## start Supplied records

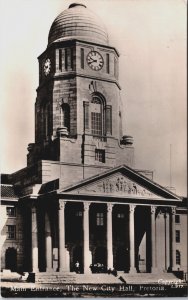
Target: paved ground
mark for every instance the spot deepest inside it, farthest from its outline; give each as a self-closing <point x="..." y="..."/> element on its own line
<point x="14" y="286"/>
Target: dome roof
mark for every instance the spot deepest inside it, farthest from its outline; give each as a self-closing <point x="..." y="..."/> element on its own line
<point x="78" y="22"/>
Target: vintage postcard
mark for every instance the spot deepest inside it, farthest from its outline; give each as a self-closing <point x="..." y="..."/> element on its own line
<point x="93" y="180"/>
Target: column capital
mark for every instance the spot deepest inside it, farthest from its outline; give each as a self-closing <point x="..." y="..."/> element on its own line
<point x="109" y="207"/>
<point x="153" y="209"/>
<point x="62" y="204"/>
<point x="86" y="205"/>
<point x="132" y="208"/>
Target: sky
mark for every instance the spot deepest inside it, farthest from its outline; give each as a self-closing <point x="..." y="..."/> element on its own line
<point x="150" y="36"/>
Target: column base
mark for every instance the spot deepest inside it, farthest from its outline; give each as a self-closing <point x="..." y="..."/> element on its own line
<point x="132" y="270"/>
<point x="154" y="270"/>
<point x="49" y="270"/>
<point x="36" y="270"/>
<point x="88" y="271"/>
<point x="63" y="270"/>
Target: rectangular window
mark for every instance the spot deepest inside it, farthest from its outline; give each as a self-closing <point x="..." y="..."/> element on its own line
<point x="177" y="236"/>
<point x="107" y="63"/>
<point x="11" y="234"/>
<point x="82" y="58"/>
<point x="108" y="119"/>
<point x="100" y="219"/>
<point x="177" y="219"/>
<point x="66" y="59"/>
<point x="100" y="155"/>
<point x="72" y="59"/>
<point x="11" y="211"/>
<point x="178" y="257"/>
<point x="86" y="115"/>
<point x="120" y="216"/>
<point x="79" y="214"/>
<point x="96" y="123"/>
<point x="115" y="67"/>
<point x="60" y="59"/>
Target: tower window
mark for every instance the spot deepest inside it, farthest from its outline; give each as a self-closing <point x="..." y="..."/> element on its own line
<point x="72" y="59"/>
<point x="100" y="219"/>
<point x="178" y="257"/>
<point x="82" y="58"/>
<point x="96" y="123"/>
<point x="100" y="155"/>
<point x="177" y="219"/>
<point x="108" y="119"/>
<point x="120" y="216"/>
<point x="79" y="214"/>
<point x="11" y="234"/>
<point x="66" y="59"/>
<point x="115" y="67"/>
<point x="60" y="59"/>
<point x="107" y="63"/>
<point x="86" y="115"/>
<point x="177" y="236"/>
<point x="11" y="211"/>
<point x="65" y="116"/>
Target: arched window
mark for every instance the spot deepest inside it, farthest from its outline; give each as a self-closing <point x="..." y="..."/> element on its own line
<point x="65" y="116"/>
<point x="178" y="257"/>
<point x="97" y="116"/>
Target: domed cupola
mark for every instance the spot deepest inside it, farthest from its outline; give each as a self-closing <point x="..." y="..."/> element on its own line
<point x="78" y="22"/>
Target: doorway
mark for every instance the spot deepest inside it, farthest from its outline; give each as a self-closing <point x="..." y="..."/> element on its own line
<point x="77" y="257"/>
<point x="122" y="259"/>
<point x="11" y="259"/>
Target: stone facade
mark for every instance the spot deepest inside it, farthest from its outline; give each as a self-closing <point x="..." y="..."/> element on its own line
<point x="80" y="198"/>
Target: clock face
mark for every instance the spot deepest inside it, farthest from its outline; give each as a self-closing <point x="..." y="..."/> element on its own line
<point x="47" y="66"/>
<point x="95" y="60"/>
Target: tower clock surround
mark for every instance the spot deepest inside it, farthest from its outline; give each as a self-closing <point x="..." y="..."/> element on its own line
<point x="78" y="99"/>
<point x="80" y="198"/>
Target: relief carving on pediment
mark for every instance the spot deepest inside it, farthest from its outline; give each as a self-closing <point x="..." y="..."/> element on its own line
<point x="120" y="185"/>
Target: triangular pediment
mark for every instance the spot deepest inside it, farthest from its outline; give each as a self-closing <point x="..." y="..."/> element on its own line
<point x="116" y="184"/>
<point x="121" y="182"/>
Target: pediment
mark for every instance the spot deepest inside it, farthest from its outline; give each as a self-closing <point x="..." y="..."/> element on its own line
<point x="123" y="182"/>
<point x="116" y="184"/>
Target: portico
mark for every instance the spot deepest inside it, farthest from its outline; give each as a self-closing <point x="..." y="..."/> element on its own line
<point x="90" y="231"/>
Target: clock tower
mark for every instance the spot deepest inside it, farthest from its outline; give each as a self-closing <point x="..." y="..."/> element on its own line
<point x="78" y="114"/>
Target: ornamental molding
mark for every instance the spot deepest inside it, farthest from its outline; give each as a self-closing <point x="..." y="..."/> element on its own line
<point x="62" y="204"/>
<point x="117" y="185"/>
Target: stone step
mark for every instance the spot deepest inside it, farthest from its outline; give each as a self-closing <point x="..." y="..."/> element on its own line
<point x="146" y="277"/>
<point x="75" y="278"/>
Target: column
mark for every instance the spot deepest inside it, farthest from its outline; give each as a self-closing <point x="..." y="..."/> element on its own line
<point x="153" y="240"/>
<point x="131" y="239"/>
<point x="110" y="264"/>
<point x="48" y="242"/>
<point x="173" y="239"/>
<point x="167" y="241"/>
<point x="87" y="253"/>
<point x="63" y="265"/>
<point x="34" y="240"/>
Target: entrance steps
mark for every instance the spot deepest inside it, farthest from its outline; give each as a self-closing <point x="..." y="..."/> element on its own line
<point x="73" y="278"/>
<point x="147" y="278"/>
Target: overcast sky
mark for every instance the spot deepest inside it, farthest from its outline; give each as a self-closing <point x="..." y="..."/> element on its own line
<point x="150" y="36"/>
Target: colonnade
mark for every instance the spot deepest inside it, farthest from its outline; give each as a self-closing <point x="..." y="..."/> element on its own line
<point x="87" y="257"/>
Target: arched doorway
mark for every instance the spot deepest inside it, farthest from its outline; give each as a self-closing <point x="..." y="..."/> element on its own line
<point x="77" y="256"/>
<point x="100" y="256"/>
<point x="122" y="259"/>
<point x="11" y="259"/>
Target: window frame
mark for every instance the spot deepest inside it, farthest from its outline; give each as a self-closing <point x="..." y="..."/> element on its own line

## end Supplied records

### Description of the task
Reproduce all the rows above with each occurrence of "deepest inside it" changed to "most central within it" and everything else left as is. Omit the pictures from the output.

### Answer to this task
Target: paved ground
mark for every instance the spot most central within it, farthest from its outline; give each as a self-closing <point x="..." y="..."/> element on its own line
<point x="14" y="286"/>
Target: dome roof
mark for every instance the spot most central within it, farthest from its outline; give each as a self-closing <point x="..." y="..."/> element on its own line
<point x="78" y="22"/>
Target: vintage postcard
mark for every instance the spot most central within it, farthest from its outline; give each as a self-closing <point x="..." y="..."/> element on its own line
<point x="93" y="180"/>
Target: column capital
mark for every instance the spot most central within it, farthest from its outline; give each as a self-closing <point x="..." y="..."/> element on its own line
<point x="109" y="207"/>
<point x="153" y="209"/>
<point x="62" y="204"/>
<point x="86" y="205"/>
<point x="132" y="208"/>
Target: sky
mark for every instance the spot most central within it, farthest from its outline; give each as a self-closing <point x="..." y="..."/> element on its own line
<point x="150" y="36"/>
Target: column base
mark for every instance the spot most central within it, farthest from its outline; give each as a self-closing <point x="..." y="..."/> element on its own line
<point x="132" y="270"/>
<point x="154" y="270"/>
<point x="49" y="270"/>
<point x="36" y="270"/>
<point x="88" y="271"/>
<point x="63" y="270"/>
Target: rectangular window
mark for every instance the spot most central within it, farthest from its outline; give each as a self-closing <point x="..." y="..."/> element on its own line
<point x="177" y="236"/>
<point x="107" y="63"/>
<point x="11" y="234"/>
<point x="82" y="58"/>
<point x="108" y="119"/>
<point x="100" y="219"/>
<point x="177" y="219"/>
<point x="66" y="59"/>
<point x="100" y="155"/>
<point x="72" y="59"/>
<point x="11" y="211"/>
<point x="178" y="257"/>
<point x="86" y="115"/>
<point x="120" y="216"/>
<point x="79" y="214"/>
<point x="96" y="123"/>
<point x="115" y="67"/>
<point x="60" y="59"/>
Target: tower window
mark for every instance the spot most central within it, farthest from its outline; give each as a self-closing <point x="..." y="..."/> element on its own line
<point x="72" y="59"/>
<point x="100" y="219"/>
<point x="178" y="257"/>
<point x="82" y="58"/>
<point x="96" y="123"/>
<point x="100" y="155"/>
<point x="177" y="219"/>
<point x="108" y="119"/>
<point x="120" y="216"/>
<point x="79" y="214"/>
<point x="11" y="234"/>
<point x="66" y="59"/>
<point x="115" y="67"/>
<point x="60" y="59"/>
<point x="107" y="63"/>
<point x="86" y="115"/>
<point x="177" y="236"/>
<point x="11" y="211"/>
<point x="65" y="116"/>
Target: arched window
mark for every instance the spot most central within it, farthest from its outline; give each as a self-closing <point x="..." y="..."/> element on its own line
<point x="65" y="116"/>
<point x="178" y="257"/>
<point x="97" y="116"/>
Target: domed cupola
mark for every instance the spot most central within it, farthest from its outline; give each as a self-closing <point x="..." y="..."/> element on its own line
<point x="78" y="22"/>
Target: doorway
mark for every instance the spot most central within it, farthest from its outline; give each as a self-closing <point x="..." y="..."/> element on its own line
<point x="77" y="257"/>
<point x="122" y="259"/>
<point x="11" y="259"/>
Target: stone facade
mark for every instance the spot most central within it, farthest from its outline; give each as a self-closing <point x="..." y="..."/> element on its own line
<point x="80" y="198"/>
Target: clock face
mark for every instance the spot most central within it, farthest from its outline; give each as a self-closing <point x="..." y="..."/> element on its own line
<point x="47" y="66"/>
<point x="95" y="60"/>
Target: tower clock surround
mark for every instance the spot most central within it, farthest from its outline; give each as a self-closing <point x="..." y="..."/> element on its own line
<point x="78" y="99"/>
<point x="80" y="198"/>
Target: relief carving on pediment
mark for every instance the spot most central within it, farthest from its outline; give each as a self-closing <point x="..." y="..."/> element on its own line
<point x="120" y="185"/>
Target: triangular pediment
mark for every instance the spot most central within it, farthest from its outline; give each as a self-closing <point x="..." y="..."/> element on its own line
<point x="116" y="184"/>
<point x="121" y="182"/>
Target: pediment
mark for every instance the spot most central within it, farthest from its outline; give each as a self-closing <point x="..." y="..."/> element on its own line
<point x="123" y="182"/>
<point x="116" y="184"/>
Target: portico
mark for every instance the spot most central within it, farthest from its outline; give each as a self-closing <point x="..." y="..."/> element on its own line
<point x="90" y="231"/>
Target: clock tower
mark for every instance the spot most central within it, farthest from its outline; give each as a self-closing <point x="..." y="..."/> element on its own line
<point x="78" y="114"/>
Target: ornamental molding
mark for every instance the spot most central within it, farthest from its outline; give each as a self-closing <point x="..." y="..."/> element on its own line
<point x="62" y="204"/>
<point x="117" y="185"/>
Target: stone step
mark for every instance the spot most central within it, farthest from its outline; give each as a self-closing <point x="..." y="..."/> element on its own line
<point x="146" y="277"/>
<point x="75" y="278"/>
Target: column
mark for every instance the spot most central within it, farthest from its outline; give each as a self-closing <point x="..." y="..."/> element on its own line
<point x="153" y="240"/>
<point x="131" y="239"/>
<point x="110" y="264"/>
<point x="48" y="242"/>
<point x="173" y="239"/>
<point x="167" y="241"/>
<point x="87" y="253"/>
<point x="63" y="265"/>
<point x="34" y="240"/>
Target: entrance steps
mark for every instance the spot most central within it, farthest from its outline; give each as a self-closing <point x="..." y="..."/> element on its own line
<point x="73" y="278"/>
<point x="147" y="278"/>
Target: overcast sky
mark for every instance the spot most central within it, farthest from its outline; give each as a self-closing <point x="..." y="..."/> element on its own line
<point x="150" y="36"/>
Target: colonnade
mark for every instance the spot most central within it, farthest from its outline; give each as a self-closing <point x="..." y="..."/> element on its own line
<point x="87" y="257"/>
Target: arched doorway
mark for every instance the spot most central within it, farthest from its outline; give each as a self-closing <point x="..." y="..."/> element on its own line
<point x="77" y="256"/>
<point x="100" y="256"/>
<point x="122" y="259"/>
<point x="11" y="259"/>
Target: window frame
mark for every instance the spot most central within it, farthest from its outline; give each as a self-closing <point x="..." y="..."/> element on its own line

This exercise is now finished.